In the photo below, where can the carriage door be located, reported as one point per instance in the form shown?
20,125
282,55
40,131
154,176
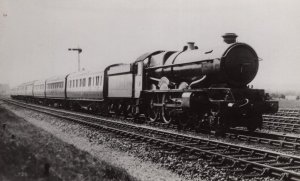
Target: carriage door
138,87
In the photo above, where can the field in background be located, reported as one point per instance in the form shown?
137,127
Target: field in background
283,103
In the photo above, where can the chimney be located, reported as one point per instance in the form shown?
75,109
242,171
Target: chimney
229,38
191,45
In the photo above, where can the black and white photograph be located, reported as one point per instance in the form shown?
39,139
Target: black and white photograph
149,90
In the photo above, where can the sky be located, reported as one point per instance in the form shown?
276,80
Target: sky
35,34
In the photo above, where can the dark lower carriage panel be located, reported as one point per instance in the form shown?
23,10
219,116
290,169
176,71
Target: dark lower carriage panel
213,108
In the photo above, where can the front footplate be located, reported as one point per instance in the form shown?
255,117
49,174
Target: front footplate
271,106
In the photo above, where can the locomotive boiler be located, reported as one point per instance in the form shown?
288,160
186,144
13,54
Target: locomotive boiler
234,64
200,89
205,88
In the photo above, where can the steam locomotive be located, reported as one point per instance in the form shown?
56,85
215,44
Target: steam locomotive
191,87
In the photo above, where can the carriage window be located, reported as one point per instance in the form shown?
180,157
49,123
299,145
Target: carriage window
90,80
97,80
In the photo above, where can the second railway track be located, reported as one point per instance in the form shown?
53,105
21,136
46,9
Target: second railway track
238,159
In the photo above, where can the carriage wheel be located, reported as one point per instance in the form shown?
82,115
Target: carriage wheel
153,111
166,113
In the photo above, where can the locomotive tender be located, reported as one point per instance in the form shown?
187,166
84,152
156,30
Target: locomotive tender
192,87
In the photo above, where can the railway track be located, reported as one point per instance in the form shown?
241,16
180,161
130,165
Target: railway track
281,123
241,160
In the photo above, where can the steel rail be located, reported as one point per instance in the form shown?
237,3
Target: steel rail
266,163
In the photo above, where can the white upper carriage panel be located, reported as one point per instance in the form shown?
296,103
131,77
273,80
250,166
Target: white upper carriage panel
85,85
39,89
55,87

---

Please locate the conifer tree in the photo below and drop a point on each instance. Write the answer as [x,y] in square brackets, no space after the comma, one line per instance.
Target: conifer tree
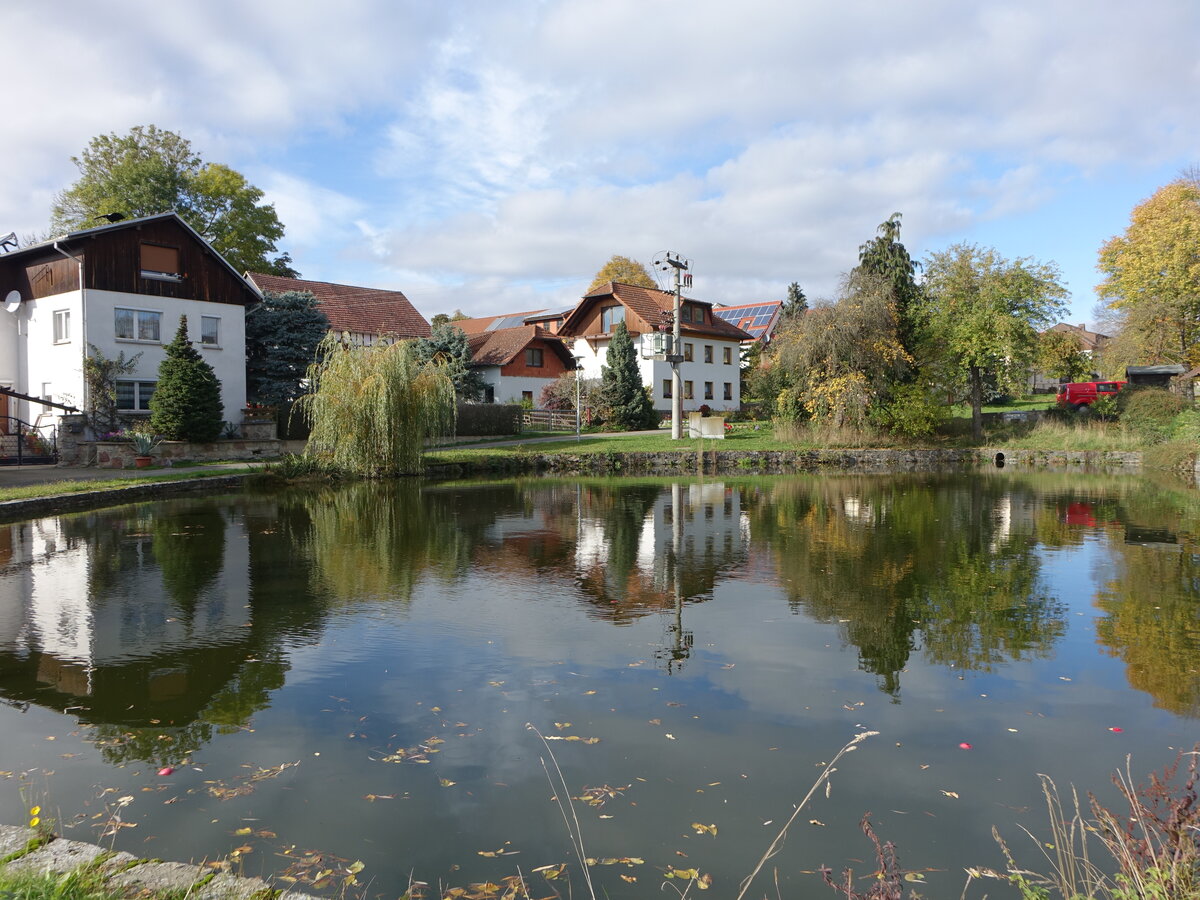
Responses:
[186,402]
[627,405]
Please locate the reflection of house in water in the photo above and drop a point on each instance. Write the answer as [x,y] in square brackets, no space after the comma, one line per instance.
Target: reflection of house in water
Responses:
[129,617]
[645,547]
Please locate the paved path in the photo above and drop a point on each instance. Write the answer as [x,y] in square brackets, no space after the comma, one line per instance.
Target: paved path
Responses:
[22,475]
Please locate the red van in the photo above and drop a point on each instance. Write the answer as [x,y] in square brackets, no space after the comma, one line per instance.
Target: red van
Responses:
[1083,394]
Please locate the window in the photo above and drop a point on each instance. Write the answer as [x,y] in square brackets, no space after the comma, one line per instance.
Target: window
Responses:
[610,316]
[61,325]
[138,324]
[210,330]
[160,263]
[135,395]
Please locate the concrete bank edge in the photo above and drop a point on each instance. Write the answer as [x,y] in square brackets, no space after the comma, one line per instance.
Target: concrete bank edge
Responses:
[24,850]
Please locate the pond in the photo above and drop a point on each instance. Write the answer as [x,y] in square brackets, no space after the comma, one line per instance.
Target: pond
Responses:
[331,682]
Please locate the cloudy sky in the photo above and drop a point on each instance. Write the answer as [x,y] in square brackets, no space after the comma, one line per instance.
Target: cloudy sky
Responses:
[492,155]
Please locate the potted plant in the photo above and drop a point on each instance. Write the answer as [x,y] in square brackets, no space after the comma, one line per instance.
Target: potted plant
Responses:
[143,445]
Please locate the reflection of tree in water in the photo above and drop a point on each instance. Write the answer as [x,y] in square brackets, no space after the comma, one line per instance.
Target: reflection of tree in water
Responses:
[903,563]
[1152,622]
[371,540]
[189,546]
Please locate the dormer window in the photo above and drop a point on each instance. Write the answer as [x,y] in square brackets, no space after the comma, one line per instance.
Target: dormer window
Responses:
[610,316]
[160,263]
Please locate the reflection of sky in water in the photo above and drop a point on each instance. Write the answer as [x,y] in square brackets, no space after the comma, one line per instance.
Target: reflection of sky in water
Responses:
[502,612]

> Exercise requirements:
Where a line contains the word "conifer", copy that line from the listing above.

> Answer space:
Please locate the conifer tree in the photo below and drop a point on each instance. Write the answer as [x,y] in square brackets, no space after the comma, one line per instance.
Target: conifer tree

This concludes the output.